:: Texto seleccionado ::

Si bien existen momentos en que el consenso es general y hasta se puede lograr la unanimidad en las decisiones, lo más frecuente es que existan diferentes puntos de vista, opiniones e intereses que dificultan llegar a acuerdos amplios. Cuando esto sucede, la democracia ofrece tres caminos para encontrar consensos: discutir, negociar y votar. Este tema se aborda en la obra colectiva La Democracia Deliberativa, la cual fuera publicada en 1998, pero que sigue conservando vigencia.

En la introducción general, Jon Elster (coordinador del libro), plantea que los tres caminos señalados pueden llevar a su vez a otros tres rumbos: la agregación, la transformación y la tergiversación. Esto significa que se puede terminar en una suma de propuestas condensadas en una sola, en cambios a la propuesta original o, quizá, en que la propuesta original termina perdiéndose o diluyéndose al final del proceso.

No solo lo anterior, sino que además hay que tener presente tres elementos adicionales. El primero de ellos es suponer que el debate entre las partes será regido por la razón, es decir, que será mediante una deliberación con argumentos en donde el objetivo es convencer a la parte contraria de las bondades de los planteamientos propios. Sin duda, este debería ser el mecanismo más usual. Para que funcione se requeriría tener una amplia participación de todos aquellos que puedan verse afectados, y que además lo hicieran en una condición de libertad y con plena información sobre el asunto. Es lo que podríamos denominar una participación ilustrada.

:::
:: Datos proporcionados ::

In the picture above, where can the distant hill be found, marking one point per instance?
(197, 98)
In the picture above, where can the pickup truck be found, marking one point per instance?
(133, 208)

:::

Acciones a realizar
a) Responde sí o no a cada afirmación según el texto sobre democracia deliberativa y cita literalmente las palabras que lo deciden: (i) La obra La Democracia Deliberativa se publicó en 1998. (ii) Jon Elster coordinó el libro. (iii) La democracia ofrece cuatro caminos para encontrar consensos.
b) En el texto sobre democracia deliberativa, ¿qué nombre recibe la participación amplia de todos los posibles afectados en condición de libertad y con plena información?

Tareas resueltas
a)
(i) Sí: "la cual fuera publicada en 1998".
(ii) Sí: "Jon Elster (coordinador del libro)".
(iii) No: "la democracia ofrece tres caminos para encontrar consensos: discutir, negociar y votar".

b) Participación ilustrada.